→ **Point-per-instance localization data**
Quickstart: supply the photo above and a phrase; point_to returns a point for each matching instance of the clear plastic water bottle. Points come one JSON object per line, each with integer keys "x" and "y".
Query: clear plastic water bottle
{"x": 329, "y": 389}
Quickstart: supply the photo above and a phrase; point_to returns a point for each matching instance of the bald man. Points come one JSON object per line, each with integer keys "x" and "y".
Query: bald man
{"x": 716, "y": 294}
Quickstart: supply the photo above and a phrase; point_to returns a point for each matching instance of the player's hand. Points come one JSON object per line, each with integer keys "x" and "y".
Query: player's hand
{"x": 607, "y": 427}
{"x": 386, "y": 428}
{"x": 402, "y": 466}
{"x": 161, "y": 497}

--

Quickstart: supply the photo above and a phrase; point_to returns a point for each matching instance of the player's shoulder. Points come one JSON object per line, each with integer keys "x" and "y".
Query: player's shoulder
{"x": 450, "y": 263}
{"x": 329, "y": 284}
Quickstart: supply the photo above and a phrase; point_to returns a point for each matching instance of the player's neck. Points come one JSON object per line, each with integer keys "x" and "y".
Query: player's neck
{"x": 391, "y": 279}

→ **EXERCISE OBJECTIVE**
Identify the lines of the data that contain the word "above". Copy each of them.

→ **EXERCISE ANSWER**
Quickstart: supply the photo above and a phrase; point_to returns a point for each matching instance of the clear plastic water bottle. Points come one JSON object per line, each with integer keys "x" and "y".
Quickstart: supply the photo above and a phrase; point_to returns a point for each matching instance of the bald man. Points come one JSON object per line, each with integer keys "x" and "y".
Quickstart: supply the photo above and a phrase; point_to returns a point for each matching instance of the player's hand. Points come one JSON object per line, each with integer keys "x" and "y".
Quickstart: supply the photo above and a phrase; point_to returns a point for each matching instance of the player's shoulder. Points come one JSON object per line, each with integer keys "x" and "y".
Quickstart: supply the photo above and a phrase; point_to returns a point for each matching instance of the player's neck. Points come one JSON object per line, each with integer keys "x" and "y".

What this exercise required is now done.